TASK: Extract every line of the records below and reproduce each one unchanged, omitting the pictures from your answer.
begin STORED ROWS
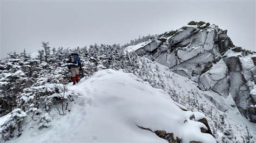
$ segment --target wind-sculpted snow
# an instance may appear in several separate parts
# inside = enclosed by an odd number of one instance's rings
[[[70,114],[53,120],[51,128],[29,130],[10,142],[167,142],[139,126],[173,133],[183,142],[215,142],[194,120],[204,115],[183,111],[166,92],[132,74],[103,70],[69,89],[82,94]]]
[[[235,46],[227,30],[203,23],[192,22],[179,30],[165,32],[151,40],[162,42],[156,45],[149,41],[147,45],[153,50],[143,46],[137,47],[136,52],[189,77],[202,90],[212,90],[225,98],[231,96],[245,117],[256,115],[256,110],[247,111],[256,102],[250,95],[256,83],[252,59],[255,53]]]

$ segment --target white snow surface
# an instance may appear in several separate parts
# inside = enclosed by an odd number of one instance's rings
[[[130,45],[127,46],[124,49],[124,52],[126,53],[126,52],[131,52],[132,51],[135,51],[140,48],[142,47],[143,46],[146,45],[147,44],[150,42],[151,41],[147,41],[146,42],[140,42],[137,45]]]
[[[202,113],[181,110],[163,90],[145,84],[132,74],[111,69],[83,78],[70,90],[82,93],[65,116],[52,116],[52,126],[24,130],[9,142],[167,142],[150,131],[173,133],[183,142],[215,142],[206,126],[190,120]],[[186,120],[186,121],[185,121]]]

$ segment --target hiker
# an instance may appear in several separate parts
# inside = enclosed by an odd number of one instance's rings
[[[82,64],[78,54],[70,53],[68,55],[69,60],[68,62],[68,68],[71,70],[72,81],[73,85],[78,83],[79,81],[79,69],[82,70]],[[78,69],[79,68],[79,69]]]

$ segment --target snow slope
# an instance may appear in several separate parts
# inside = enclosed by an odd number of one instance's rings
[[[138,126],[173,133],[184,142],[215,142],[201,132],[205,125],[190,120],[193,112],[181,110],[166,92],[132,74],[103,70],[69,88],[82,94],[69,113],[55,116],[49,128],[24,130],[8,142],[167,142]],[[198,115],[204,116],[195,112],[196,118]]]

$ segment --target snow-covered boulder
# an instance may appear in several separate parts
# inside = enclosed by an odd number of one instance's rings
[[[10,142],[215,142],[201,132],[206,126],[191,118],[205,116],[183,111],[166,92],[132,74],[103,70],[69,88],[82,94],[72,112],[53,119],[44,132],[26,130]]]
[[[203,22],[192,21],[151,40],[161,42],[149,41],[147,51],[142,47],[136,52],[189,77],[202,90],[213,91],[224,98],[230,95],[246,116],[247,99],[256,83],[255,52],[235,46],[227,30]]]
end STORED ROWS
CORRECT OUTPUT:
$ segment --target wind-sculpted snow
# an instance may appear in several separate parts
# inside = enclosed by an odd number of one instance's rings
[[[70,114],[53,120],[51,128],[29,130],[10,142],[167,142],[139,126],[173,133],[183,142],[215,142],[194,120],[204,115],[183,111],[166,92],[132,74],[103,70],[69,89],[82,94]]]
[[[235,46],[227,30],[203,23],[192,22],[179,30],[165,32],[151,40],[162,42],[156,45],[149,41],[147,45],[153,50],[143,46],[137,47],[136,52],[189,77],[202,90],[212,90],[225,98],[231,96],[245,117],[256,115],[256,110],[247,111],[256,102],[250,95],[256,83],[252,59],[255,53]]]

$ segment --target white snow surface
# an instance may appear in several separate parts
# inside = enclosed by an odd number of one instance's rings
[[[130,45],[127,46],[124,49],[124,52],[126,53],[126,52],[131,52],[132,51],[135,51],[140,48],[142,47],[143,46],[146,45],[147,44],[150,42],[151,41],[147,41],[146,42],[140,42],[137,45]]]
[[[202,113],[181,110],[163,90],[145,84],[132,74],[111,69],[83,78],[70,90],[82,93],[65,116],[52,116],[52,126],[24,130],[9,142],[167,142],[150,131],[173,133],[183,142],[215,142],[206,126],[190,120]],[[186,120],[186,121],[185,121]]]

$ segment --target hiker
# an instance may appear in several separate parts
# inside = enclosed by an odd number of one instance's rings
[[[82,64],[78,54],[70,53],[68,55],[69,60],[68,62],[68,68],[71,70],[72,81],[73,85],[78,83],[79,81],[79,69],[82,70]],[[78,69],[79,68],[79,69]]]

$ segment --target snow slope
# an instance may appear in several separate parts
# inside = enclosed by an odd number of one instance's rings
[[[138,126],[173,133],[184,142],[215,142],[201,132],[205,125],[190,120],[193,112],[181,110],[166,92],[132,74],[103,70],[69,88],[82,94],[69,113],[55,116],[49,128],[24,130],[8,142],[167,142]],[[198,115],[204,116],[195,112],[196,118]]]

$ segment --target snow-covered boulder
# an instance may appear in several separate parts
# inside = enclosed by an odd number of one instance's rings
[[[10,142],[215,142],[201,132],[206,126],[191,118],[205,116],[183,111],[166,92],[132,74],[103,70],[69,88],[82,94],[72,112],[53,119],[44,132],[26,130]]]
[[[203,22],[192,21],[151,40],[161,42],[149,41],[147,51],[142,47],[136,52],[189,77],[202,90],[213,91],[224,98],[230,95],[246,116],[247,99],[256,83],[255,52],[235,46],[227,30]]]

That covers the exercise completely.